DOCUMENT TEXT »
Is it possible to make menus with links, similar to a DVD, if you deliver files for download or on memory sticks?

Steven Digges
October 26th, 2017, 01:57 PM
Bruce,

Yes my reply was a little salty. I won't apologise for it but I will explain. I read your own strongly worded reply to the OP as saying "DON"T", you also said you "draw lines with clients". To me, that is bad advice and bad business. You stated you are happier "not seeing your work brutalised by DVD". To me that implied artist in the arrogant sense of the term.

I joined this forum in 2002. In that time I have seen more guys than I can possibly remember come around here when starting out in this business. Most of them are gone and did not make it. In my OPINION, because of my experience watching other men/women I personally know, that failed, they failed because of the business side of their operation. It was not the quality of the shooting that failed them. Content is NOT king if you do not know how to run a customer service centered business. Anyone who places unreasonable demands on clients will eventually fail.

When a client calls me and says "can you do this" my answer is always yes. Therefor my clients are loyal. I have heard many horror stories from some of them about what it was like to try and do business with other so called video professionals. It blows my mind. But it is OK. Guys like me pick up the pieces at our higher rates.

So when I hear someone telling a new guy to not serve his clients needs I sometimes get on my snarky box with a bullhorn. The quality of a professional video someone charged money to make needs to meet a professional standard. The professionalism with which they operated in the process will determine their own future in this business.

Steve

Bruce Dempsey
October 26th, 2017, 06:01 PM
I too go way back on the forum and add that to a previous 40yr career in broadcasting.

Sorry but the dvd format of 480p is dead whether you want to agree or not.

The clients depend on us to tell them what they need and continuing to foist that ridiculously crappy dvd on them is irresponsible. Just explain to them how they can get nice beautiful clear video of their productions. They have the gear to play it and expect the video we provide to be at least as good as what they watch on tv. So imagine how disappointed they are when they watch a dvd of their performance.. "What's wrong with that video" they ask out loud. They just don't know what to ask for so they say dvd

Ron Evans
October 26th, 2017, 06:31 PM
I see you point but a good DVD, played back through an upscaling player to a HD TV is very good and close to Bluray. I can tell the difference between my DVD and Bluray played back through the same system but at least my wife needs to have the differences pointed out. Detail in large areas of colour etc. Until file based delivery has good menus like DVD or Bluray then it is like giving someone a high quality VHS tape. They then have to fast forward realtime to find the spot they like or note the time on their player where they want to watch or show a visitor. For those bothered about copying, a file is easy to copy and edit too. Also there are users who find it difficult to deal with files. Those that find email a challenge. It is easy to put a disc in a player. To use a file one needs a modern TV with USB or card slot or a PC of some sort. The file of course has to be delivered some how. Download ( good internet access ) or hardware like SD card or USB drive. No nice archive package with sleeve etc that I know is valued by the users. I feel the package and menu structure are important and will keep me with DVD and Bluray until something equivalent appears.

GIVEN MATERIAL »

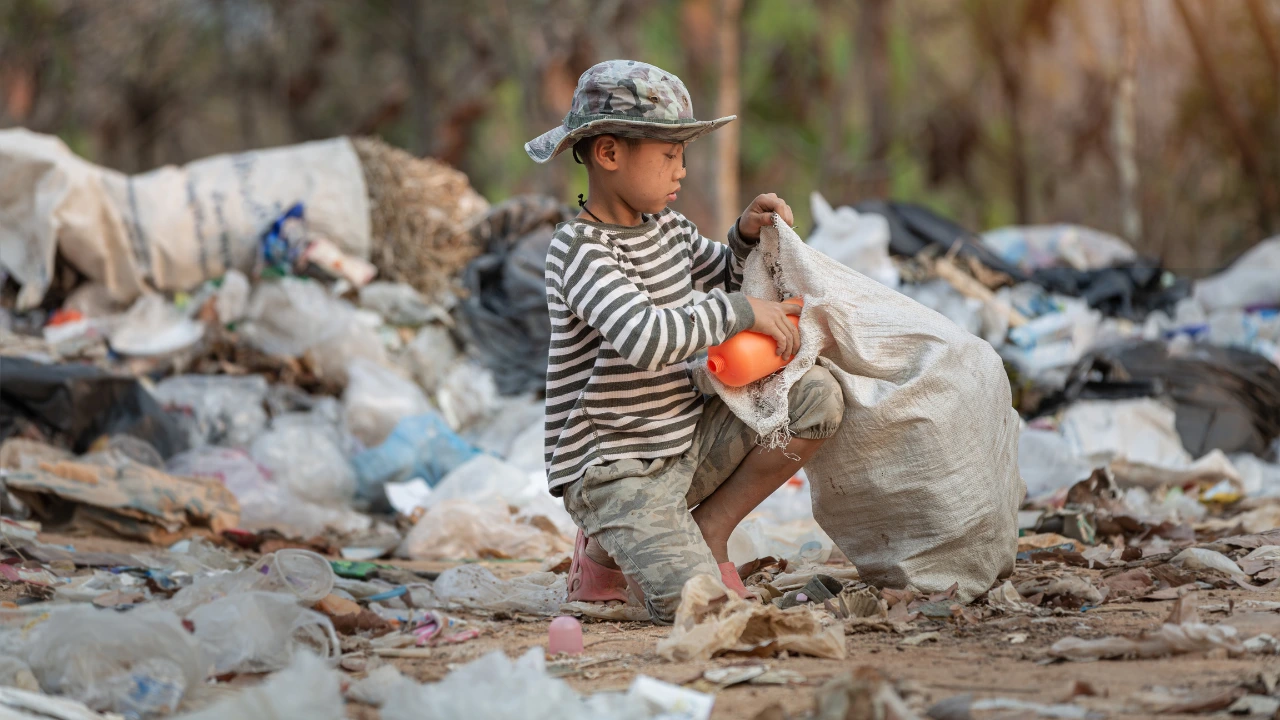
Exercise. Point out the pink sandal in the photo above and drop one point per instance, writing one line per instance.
(731, 579)
(592, 582)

WHAT YOU WILL DO » According to the forum thread, in what year did Steven Digges join the forum? The listing has no connection to the forum thread.

SOLUTION » 2002